Task brief -
Write out, word for word, every line from the one where "Query: blue jeans" occurs to the final line of the entries, and nothing beyond them.

[Data for this task — start]

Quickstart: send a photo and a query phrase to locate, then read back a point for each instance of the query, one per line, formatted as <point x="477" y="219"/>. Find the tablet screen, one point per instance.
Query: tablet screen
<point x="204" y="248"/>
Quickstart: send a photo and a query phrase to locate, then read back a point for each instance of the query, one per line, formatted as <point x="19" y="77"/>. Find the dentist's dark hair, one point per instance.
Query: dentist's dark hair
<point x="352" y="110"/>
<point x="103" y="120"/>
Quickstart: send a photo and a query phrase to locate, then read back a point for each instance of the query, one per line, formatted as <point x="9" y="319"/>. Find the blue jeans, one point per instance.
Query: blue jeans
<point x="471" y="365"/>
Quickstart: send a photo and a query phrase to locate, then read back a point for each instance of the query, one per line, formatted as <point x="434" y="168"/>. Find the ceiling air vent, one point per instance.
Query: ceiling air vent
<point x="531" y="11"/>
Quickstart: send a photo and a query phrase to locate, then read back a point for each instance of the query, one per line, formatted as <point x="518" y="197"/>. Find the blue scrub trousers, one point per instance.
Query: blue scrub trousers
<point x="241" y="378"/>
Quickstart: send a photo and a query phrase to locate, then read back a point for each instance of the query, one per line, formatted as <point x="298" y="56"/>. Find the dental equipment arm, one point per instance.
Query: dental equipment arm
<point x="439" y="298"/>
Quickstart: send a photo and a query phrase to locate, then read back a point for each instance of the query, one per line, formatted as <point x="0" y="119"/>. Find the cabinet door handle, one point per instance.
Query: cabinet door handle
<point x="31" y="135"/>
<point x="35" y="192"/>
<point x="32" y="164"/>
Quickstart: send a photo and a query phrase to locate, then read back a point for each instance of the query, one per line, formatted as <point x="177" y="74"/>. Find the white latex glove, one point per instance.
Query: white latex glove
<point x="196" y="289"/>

[Data for this task — finish]

Problem solution -
Query: blue jeans
<point x="471" y="365"/>
Quickstart: send a photo and a query phrase to locate, then read back a point for each instance of the query, one per line, formatted as <point x="434" y="168"/>. Find the ceiling air vent, one point per instance.
Query: ceiling air vent
<point x="531" y="11"/>
Quickstart: send a photo and a query phrase to locate, then read back a point for each instance of the query, one per line, formatted as <point x="518" y="197"/>. Find the blue scrub trousers, one point per instance.
Query: blue scrub trousers
<point x="241" y="378"/>
Quickstart: send a photo and a query phrase to locate, then read back a point for each instance of the query, one per line, formatted as <point x="298" y="56"/>. Find the dental equipment arm, one point per instance.
Query: dental equipment arm
<point x="439" y="298"/>
Quickstart: send a photo and a query phrase to locate, then read back a point for each instance of the query, one per line, formatted as <point x="0" y="119"/>. Find the cabinet door handle, one point per instance.
Query: cabinet door handle
<point x="31" y="135"/>
<point x="35" y="192"/>
<point x="32" y="164"/>
Quickstart: send a photo and a query phrase to locate, then read back a point for each instance of the query, one per line, formatted as <point x="177" y="74"/>. Find the white latex glove, one point per instance.
Query: white latex glove
<point x="196" y="289"/>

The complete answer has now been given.